▸ Do this: In the data below, reproduce every line from the one containing "Highlight peace sign" down to the one containing "[143, 175, 252, 272]", both of those lines included, character for character.

--- START OF Data entries ---

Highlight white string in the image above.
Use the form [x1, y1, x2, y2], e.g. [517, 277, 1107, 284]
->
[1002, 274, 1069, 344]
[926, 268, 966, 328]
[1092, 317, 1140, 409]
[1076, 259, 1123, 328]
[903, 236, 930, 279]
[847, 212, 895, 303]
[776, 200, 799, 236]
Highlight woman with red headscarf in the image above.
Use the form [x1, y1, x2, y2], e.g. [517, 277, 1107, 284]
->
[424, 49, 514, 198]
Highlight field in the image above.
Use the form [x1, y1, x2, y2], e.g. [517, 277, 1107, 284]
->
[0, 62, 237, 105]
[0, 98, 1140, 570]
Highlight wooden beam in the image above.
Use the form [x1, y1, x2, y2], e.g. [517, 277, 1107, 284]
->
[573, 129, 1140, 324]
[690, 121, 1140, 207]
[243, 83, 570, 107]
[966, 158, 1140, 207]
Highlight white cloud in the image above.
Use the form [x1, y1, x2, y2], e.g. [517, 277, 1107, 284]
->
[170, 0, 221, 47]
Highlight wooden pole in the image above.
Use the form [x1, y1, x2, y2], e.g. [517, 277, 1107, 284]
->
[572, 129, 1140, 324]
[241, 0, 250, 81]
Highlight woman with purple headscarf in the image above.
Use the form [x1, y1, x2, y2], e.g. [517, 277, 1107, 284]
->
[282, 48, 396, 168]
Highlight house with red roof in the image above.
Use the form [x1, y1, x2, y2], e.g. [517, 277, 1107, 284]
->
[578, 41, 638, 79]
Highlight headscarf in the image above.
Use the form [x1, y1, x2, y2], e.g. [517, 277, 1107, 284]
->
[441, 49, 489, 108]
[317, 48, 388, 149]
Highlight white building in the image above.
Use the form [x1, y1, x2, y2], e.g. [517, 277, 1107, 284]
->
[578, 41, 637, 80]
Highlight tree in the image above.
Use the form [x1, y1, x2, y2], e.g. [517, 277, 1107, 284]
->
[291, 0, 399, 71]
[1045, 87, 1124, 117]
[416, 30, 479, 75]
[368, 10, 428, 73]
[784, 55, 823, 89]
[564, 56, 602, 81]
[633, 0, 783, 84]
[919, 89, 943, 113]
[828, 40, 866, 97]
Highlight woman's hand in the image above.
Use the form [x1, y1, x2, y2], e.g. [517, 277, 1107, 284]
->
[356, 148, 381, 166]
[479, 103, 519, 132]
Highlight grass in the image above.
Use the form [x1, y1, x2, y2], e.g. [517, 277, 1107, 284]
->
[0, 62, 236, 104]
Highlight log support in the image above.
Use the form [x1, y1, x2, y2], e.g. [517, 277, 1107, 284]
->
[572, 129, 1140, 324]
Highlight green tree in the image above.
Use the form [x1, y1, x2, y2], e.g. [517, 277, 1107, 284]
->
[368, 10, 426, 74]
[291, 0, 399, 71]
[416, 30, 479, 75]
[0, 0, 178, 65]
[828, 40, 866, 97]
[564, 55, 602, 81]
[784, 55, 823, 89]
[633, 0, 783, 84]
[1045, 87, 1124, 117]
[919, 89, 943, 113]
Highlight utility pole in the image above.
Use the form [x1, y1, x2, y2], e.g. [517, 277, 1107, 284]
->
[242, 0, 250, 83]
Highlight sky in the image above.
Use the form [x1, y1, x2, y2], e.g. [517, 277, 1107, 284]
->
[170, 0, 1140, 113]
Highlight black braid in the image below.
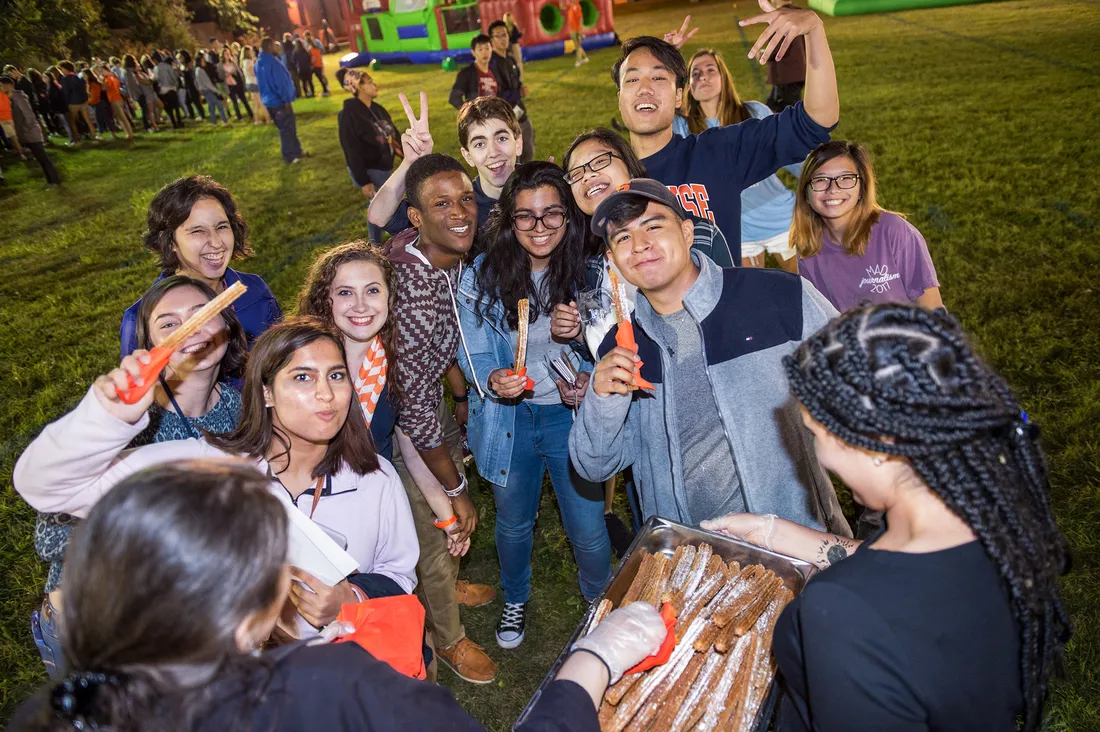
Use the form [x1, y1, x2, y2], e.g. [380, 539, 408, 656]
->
[783, 305, 1071, 732]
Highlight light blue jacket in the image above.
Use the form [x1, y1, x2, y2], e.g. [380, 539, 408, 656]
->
[458, 254, 592, 485]
[672, 101, 802, 244]
[569, 251, 851, 536]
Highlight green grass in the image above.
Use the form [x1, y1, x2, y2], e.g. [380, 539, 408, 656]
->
[0, 0, 1100, 732]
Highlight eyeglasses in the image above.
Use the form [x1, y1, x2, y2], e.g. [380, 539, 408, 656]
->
[810, 173, 859, 193]
[565, 153, 623, 185]
[512, 211, 565, 231]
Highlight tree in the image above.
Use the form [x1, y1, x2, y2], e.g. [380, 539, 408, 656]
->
[0, 0, 107, 64]
[202, 0, 260, 33]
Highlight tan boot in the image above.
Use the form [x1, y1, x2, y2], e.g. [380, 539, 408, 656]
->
[436, 638, 496, 684]
[454, 579, 496, 608]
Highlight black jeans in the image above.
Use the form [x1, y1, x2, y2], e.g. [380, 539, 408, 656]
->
[160, 89, 184, 130]
[267, 105, 301, 163]
[229, 84, 252, 120]
[23, 142, 62, 186]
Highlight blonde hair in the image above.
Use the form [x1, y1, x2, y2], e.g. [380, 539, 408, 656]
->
[791, 140, 901, 259]
[684, 48, 752, 134]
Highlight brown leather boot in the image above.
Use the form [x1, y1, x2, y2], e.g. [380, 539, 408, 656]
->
[436, 638, 496, 684]
[454, 579, 496, 608]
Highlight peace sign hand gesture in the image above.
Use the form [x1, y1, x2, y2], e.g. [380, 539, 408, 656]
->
[738, 0, 822, 64]
[664, 15, 699, 48]
[397, 91, 435, 163]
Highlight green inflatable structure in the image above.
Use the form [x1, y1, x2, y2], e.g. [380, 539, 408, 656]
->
[810, 0, 993, 17]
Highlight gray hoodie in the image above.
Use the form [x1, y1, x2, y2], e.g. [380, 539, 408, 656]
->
[569, 252, 851, 536]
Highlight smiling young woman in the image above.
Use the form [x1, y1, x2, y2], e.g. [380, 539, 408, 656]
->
[791, 140, 944, 312]
[119, 175, 283, 356]
[459, 162, 611, 648]
[14, 317, 418, 635]
[31, 275, 248, 675]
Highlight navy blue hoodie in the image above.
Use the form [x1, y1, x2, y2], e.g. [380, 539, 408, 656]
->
[641, 101, 836, 265]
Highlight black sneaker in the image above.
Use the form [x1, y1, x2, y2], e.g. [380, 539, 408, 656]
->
[496, 602, 527, 648]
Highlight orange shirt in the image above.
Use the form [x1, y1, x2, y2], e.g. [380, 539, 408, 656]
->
[103, 73, 122, 101]
[568, 2, 583, 33]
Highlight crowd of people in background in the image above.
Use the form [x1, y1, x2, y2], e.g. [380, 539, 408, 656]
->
[0, 0, 1070, 732]
[0, 26, 336, 185]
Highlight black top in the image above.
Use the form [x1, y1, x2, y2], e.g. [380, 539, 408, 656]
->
[195, 643, 600, 732]
[772, 542, 1023, 732]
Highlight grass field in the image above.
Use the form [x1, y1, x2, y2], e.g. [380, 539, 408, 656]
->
[0, 0, 1100, 732]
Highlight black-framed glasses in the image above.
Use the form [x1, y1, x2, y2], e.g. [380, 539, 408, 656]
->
[565, 153, 623, 185]
[810, 173, 859, 193]
[512, 211, 565, 231]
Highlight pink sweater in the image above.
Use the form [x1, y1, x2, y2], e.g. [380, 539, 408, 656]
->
[12, 390, 420, 630]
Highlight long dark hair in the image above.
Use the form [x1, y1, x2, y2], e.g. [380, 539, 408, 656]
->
[298, 239, 403, 405]
[136, 274, 249, 381]
[474, 162, 587, 330]
[13, 460, 287, 732]
[783, 304, 1070, 730]
[206, 316, 378, 478]
[143, 175, 252, 272]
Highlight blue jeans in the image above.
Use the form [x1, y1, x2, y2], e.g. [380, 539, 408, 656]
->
[348, 167, 394, 244]
[493, 402, 612, 602]
[267, 105, 301, 163]
[31, 600, 65, 680]
[202, 89, 229, 124]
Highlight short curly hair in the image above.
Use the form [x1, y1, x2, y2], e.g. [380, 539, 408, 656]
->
[142, 175, 252, 272]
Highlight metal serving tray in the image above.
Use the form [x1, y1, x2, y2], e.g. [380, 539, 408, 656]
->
[516, 516, 817, 732]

--- END OF Data entries ---

▸ The response:
Highlight peace sign hand gesture in the image above.
Use the form [x1, y1, x2, y2], e.g. [380, 539, 408, 656]
->
[738, 0, 822, 64]
[664, 15, 699, 48]
[397, 91, 435, 163]
Highlight green inflatable structure in the image above.
Use the form [x1, y1, x2, y2], e.g. [380, 539, 408, 656]
->
[810, 0, 993, 17]
Highlight gray hoodie in the image above.
Use the form [x1, y1, x2, y2], e.g. [380, 539, 408, 656]
->
[569, 252, 851, 536]
Highlight smiling young woman in the image above.
Use the form [x1, y1, x2, y2], e.g. [380, 539, 408, 656]
->
[791, 140, 944, 312]
[119, 175, 283, 356]
[459, 162, 611, 648]
[14, 317, 418, 635]
[31, 275, 248, 675]
Highlight navy blue hoodie in the image above.
Use the form [x1, y1, x2, y2], e.g. [380, 539, 408, 656]
->
[641, 101, 836, 265]
Highlight black sneaker in the image above.
Use the form [x1, y1, x2, y2], e.g. [380, 539, 408, 656]
->
[496, 602, 527, 648]
Highlight orange shirt in the image above.
Use the form [x1, y1, x2, y2], e.g. [380, 539, 408, 656]
->
[103, 73, 122, 101]
[568, 2, 583, 33]
Highlight crowd of people in background in the image above.
Use the form [x1, y1, x2, y2], e.g. [380, 539, 408, 656]
->
[0, 0, 1070, 732]
[0, 26, 336, 185]
Highlight black top in the image above.
Use the form [x1, y1, x2, y2], e.g. [380, 539, 408, 656]
->
[195, 643, 600, 732]
[772, 542, 1023, 732]
Highlight grass field in the image above.
Use the form [x1, y1, x2, y2], e.g. [380, 539, 408, 656]
->
[0, 0, 1100, 732]
Highlight black-framed glasses in the image above.
Use the form [x1, y1, x2, y2], e.g. [380, 539, 408, 656]
->
[565, 153, 623, 185]
[810, 173, 859, 193]
[512, 211, 565, 231]
Highlight pink sweater in the image above.
Use the form [x1, y1, x2, y2], e.g. [380, 539, 408, 656]
->
[12, 390, 420, 630]
Highlight long dark hair in the image above.
Use the form [x1, y1, x2, y2], e.g. [380, 539, 408, 656]
->
[298, 239, 403, 405]
[136, 274, 249, 381]
[474, 162, 587, 330]
[13, 460, 287, 732]
[783, 304, 1070, 730]
[206, 316, 378, 478]
[143, 175, 252, 272]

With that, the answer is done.